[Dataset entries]
----------------------------------------

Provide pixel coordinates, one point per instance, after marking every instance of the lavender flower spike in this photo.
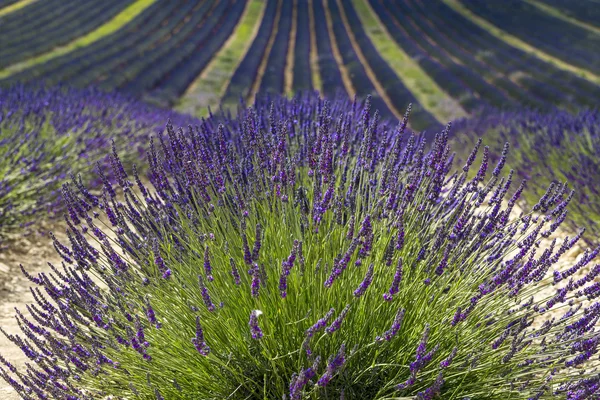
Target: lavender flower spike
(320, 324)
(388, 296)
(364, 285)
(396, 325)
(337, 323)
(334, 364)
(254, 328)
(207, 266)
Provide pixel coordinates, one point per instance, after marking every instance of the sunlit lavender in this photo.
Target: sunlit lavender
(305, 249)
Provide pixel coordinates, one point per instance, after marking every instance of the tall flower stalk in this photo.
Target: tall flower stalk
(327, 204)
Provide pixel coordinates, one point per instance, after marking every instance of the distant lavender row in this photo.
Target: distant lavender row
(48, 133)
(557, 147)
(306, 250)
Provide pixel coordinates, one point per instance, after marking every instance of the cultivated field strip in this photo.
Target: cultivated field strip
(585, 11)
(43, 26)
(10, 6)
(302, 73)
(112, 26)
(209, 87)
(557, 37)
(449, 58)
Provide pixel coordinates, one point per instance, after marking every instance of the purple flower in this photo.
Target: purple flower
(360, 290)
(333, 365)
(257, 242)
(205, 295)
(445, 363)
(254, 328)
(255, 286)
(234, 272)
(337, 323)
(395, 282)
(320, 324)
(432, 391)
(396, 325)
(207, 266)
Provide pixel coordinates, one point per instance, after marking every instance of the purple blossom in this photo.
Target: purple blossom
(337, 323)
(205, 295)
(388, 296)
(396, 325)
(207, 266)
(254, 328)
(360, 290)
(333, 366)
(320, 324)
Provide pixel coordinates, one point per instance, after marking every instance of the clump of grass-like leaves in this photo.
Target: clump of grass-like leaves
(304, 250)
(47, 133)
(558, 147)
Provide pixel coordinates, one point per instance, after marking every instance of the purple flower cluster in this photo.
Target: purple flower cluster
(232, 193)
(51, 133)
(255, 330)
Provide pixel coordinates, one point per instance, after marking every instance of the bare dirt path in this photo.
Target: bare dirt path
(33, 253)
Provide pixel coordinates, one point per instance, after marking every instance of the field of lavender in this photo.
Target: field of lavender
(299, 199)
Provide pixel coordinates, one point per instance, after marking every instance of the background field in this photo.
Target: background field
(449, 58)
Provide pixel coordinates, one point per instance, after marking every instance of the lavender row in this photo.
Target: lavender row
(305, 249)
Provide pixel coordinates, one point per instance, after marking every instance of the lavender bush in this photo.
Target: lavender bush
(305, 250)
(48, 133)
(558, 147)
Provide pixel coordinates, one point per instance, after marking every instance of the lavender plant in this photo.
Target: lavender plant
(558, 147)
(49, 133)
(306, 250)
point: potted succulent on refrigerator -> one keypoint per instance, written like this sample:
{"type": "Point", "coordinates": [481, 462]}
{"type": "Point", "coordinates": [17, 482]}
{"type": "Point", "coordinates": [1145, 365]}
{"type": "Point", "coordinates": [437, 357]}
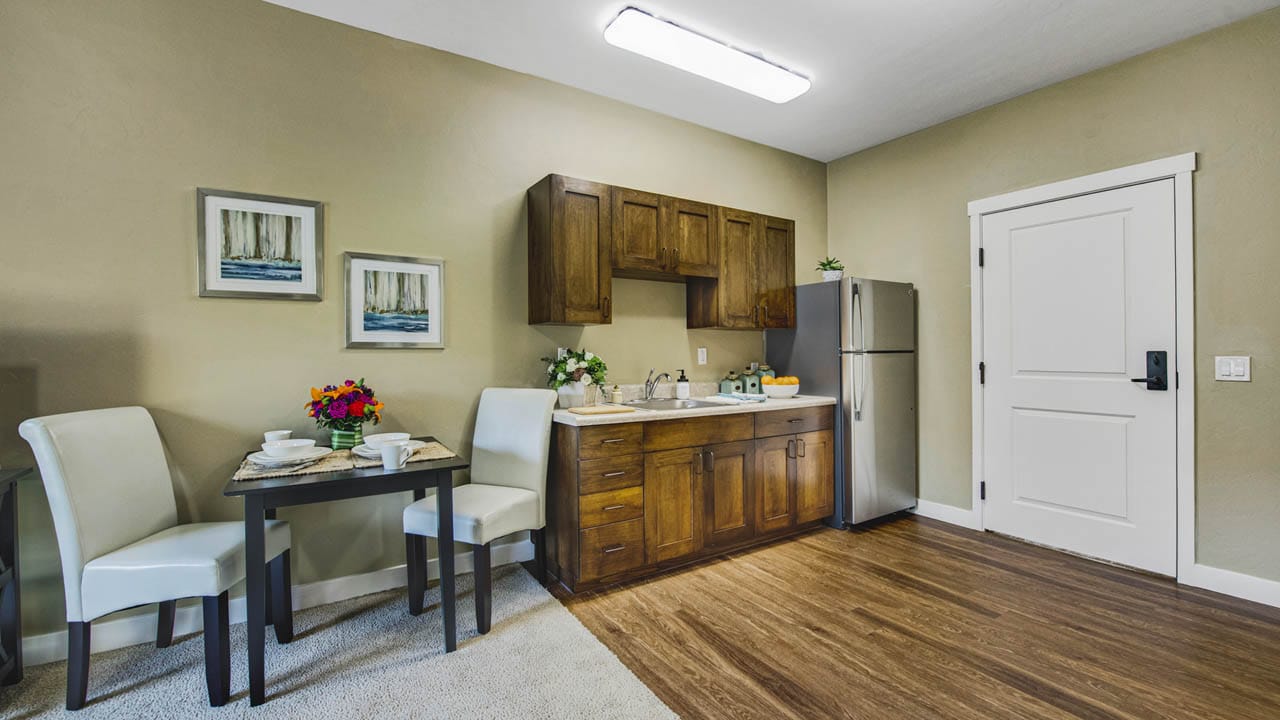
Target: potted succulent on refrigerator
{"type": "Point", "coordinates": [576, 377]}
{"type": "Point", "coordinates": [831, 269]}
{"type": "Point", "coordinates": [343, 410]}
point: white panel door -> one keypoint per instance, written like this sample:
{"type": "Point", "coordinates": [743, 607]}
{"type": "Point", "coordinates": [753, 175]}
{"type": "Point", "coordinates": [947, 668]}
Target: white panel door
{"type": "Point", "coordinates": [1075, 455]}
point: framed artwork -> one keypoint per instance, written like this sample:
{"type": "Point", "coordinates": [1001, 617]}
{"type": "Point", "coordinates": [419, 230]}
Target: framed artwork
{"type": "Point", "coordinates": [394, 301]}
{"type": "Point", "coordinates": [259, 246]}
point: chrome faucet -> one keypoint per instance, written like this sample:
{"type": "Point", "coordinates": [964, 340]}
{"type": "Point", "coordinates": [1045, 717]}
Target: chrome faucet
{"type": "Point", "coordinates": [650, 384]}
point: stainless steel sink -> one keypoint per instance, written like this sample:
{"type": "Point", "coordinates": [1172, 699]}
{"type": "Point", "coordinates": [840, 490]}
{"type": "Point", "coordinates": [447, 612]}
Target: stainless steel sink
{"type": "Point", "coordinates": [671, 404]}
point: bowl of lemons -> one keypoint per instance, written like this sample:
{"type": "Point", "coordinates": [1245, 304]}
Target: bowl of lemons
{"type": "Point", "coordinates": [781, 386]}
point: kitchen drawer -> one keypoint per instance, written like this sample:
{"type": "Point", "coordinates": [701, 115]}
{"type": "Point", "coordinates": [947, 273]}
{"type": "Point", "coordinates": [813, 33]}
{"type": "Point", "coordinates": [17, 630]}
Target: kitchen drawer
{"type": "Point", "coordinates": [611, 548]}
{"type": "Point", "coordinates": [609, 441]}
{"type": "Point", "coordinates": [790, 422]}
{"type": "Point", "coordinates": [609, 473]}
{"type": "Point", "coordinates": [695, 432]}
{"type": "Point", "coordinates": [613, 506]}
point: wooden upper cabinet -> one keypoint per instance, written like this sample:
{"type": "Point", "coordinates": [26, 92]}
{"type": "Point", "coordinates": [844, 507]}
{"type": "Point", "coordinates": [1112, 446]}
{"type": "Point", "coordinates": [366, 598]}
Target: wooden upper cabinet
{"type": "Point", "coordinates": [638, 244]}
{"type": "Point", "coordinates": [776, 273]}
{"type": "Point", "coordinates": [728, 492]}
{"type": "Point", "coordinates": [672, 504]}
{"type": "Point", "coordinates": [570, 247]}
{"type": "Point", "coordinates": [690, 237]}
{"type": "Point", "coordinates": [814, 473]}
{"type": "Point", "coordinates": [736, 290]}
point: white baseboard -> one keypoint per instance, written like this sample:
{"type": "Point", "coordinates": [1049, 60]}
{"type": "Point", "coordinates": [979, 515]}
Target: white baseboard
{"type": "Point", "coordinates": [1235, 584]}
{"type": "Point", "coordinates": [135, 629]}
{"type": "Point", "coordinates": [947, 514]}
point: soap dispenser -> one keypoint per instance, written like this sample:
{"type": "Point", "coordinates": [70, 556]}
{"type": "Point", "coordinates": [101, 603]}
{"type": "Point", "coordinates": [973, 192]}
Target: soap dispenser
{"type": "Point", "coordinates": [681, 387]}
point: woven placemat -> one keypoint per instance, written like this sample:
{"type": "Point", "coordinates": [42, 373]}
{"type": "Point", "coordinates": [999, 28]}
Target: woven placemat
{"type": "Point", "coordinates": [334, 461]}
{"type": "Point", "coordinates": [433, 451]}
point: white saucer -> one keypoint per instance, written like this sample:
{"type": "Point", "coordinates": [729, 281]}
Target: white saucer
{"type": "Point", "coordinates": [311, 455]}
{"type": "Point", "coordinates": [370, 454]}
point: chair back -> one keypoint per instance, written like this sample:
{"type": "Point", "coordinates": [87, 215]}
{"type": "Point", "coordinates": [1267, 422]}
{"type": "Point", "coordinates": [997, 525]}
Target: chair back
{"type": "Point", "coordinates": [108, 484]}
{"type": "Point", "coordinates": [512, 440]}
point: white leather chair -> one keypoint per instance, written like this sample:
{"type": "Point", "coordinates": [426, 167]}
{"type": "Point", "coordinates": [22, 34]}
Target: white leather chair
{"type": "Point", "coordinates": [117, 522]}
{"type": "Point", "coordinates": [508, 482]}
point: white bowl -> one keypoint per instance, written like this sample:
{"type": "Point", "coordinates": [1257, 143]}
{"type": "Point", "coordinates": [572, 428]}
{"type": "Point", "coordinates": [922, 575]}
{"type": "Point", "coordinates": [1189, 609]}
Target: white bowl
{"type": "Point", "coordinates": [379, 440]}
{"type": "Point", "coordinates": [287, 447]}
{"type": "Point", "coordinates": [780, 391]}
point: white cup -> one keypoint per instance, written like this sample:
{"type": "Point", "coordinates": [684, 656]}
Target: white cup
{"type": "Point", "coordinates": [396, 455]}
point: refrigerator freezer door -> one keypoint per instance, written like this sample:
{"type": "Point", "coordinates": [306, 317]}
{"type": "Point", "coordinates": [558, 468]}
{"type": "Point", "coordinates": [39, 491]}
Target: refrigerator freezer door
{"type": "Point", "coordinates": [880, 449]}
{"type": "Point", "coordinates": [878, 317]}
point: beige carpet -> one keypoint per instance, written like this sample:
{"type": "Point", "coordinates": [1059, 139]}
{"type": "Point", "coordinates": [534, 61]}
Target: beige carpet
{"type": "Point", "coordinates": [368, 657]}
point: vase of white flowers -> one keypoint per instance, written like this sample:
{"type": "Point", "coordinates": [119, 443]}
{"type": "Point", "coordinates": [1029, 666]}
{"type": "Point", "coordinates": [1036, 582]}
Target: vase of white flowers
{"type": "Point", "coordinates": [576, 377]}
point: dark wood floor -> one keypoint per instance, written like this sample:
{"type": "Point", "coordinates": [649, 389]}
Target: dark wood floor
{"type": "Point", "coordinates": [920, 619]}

----------------------------------------

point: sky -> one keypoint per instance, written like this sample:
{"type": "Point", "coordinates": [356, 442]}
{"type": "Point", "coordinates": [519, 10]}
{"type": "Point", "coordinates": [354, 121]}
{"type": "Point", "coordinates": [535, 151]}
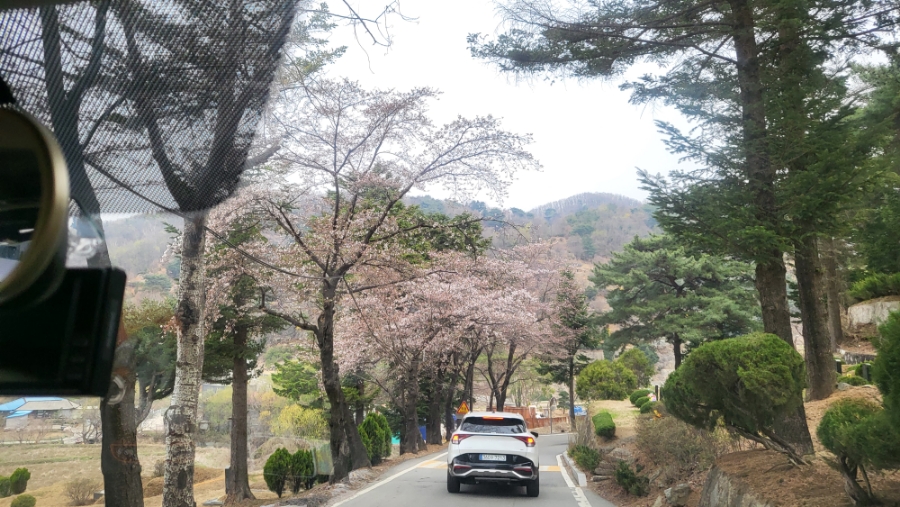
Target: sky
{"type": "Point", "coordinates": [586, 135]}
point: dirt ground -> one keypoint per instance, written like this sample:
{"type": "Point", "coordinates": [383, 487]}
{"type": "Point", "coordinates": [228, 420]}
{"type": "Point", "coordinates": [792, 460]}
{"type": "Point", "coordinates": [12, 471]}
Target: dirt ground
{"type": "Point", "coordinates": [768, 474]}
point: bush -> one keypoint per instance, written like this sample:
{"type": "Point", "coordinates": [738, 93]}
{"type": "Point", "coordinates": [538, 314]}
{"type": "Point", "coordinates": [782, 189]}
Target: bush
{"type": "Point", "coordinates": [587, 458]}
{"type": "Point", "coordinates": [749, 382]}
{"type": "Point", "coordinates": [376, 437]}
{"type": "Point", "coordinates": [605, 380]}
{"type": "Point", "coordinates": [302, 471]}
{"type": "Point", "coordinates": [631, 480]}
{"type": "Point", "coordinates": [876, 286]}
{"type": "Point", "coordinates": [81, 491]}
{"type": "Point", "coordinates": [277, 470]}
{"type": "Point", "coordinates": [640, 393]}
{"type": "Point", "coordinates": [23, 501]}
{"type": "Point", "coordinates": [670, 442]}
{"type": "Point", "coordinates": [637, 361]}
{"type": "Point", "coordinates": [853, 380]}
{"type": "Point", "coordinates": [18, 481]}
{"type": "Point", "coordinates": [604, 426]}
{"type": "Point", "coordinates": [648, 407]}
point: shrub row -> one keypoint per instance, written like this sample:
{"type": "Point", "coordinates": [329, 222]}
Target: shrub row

----------------------------------------

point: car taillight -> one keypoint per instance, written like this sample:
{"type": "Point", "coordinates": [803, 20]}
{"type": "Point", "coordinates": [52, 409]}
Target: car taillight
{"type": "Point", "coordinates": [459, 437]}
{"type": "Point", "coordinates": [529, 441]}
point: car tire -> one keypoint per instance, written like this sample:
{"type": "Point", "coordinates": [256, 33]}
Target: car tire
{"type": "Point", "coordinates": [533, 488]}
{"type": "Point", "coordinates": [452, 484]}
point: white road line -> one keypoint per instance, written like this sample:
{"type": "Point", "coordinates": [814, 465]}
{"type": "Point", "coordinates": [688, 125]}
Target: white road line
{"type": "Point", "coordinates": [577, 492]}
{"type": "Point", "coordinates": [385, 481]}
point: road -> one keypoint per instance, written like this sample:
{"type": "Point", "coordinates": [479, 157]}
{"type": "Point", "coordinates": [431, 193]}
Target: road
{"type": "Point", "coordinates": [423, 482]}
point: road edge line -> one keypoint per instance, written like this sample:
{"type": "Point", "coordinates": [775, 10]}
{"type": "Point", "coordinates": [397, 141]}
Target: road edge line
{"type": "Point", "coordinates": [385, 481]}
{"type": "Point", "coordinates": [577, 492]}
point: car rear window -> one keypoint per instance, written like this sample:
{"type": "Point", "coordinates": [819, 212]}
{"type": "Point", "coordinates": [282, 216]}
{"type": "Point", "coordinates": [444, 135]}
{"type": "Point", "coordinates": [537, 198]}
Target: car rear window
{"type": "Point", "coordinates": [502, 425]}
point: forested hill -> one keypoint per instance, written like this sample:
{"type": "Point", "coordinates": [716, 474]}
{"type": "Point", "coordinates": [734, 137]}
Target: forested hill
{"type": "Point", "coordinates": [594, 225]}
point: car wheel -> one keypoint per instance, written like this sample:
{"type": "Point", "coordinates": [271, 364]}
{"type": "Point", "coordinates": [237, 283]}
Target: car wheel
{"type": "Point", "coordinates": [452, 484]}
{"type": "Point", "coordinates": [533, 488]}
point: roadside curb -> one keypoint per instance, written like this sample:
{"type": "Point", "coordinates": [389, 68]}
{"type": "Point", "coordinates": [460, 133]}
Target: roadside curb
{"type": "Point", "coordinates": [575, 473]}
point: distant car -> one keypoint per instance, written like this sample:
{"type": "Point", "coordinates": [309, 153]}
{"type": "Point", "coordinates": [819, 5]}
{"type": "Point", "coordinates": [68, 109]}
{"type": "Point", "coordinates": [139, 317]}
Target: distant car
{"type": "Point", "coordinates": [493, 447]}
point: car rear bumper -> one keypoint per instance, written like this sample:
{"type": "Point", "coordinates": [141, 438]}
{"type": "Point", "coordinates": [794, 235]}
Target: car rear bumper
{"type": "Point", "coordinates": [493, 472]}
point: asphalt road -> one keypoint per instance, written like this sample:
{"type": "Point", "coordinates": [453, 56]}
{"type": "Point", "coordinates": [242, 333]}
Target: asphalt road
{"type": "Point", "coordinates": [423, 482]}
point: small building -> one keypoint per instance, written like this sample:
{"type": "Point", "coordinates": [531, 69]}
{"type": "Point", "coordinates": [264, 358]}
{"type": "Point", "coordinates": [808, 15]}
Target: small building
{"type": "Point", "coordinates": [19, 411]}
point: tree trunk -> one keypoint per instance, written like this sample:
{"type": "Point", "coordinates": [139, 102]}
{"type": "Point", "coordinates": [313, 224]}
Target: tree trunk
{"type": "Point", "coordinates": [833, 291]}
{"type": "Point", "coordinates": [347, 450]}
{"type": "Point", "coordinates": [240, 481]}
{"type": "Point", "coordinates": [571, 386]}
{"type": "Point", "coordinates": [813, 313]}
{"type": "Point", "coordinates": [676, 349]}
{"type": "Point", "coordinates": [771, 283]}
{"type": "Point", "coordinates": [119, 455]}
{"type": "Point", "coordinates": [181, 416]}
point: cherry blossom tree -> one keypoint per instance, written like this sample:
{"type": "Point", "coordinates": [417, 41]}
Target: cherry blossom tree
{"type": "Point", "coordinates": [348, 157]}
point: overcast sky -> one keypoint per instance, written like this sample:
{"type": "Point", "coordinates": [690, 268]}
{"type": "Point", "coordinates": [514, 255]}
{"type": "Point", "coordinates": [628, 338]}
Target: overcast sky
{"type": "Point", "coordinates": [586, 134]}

----------------------------------------

WHAT TO DO: In the entries above, tally the lines that hold the string "shrub" and give only the count.

SOLUTION FOR THIS TASK: 2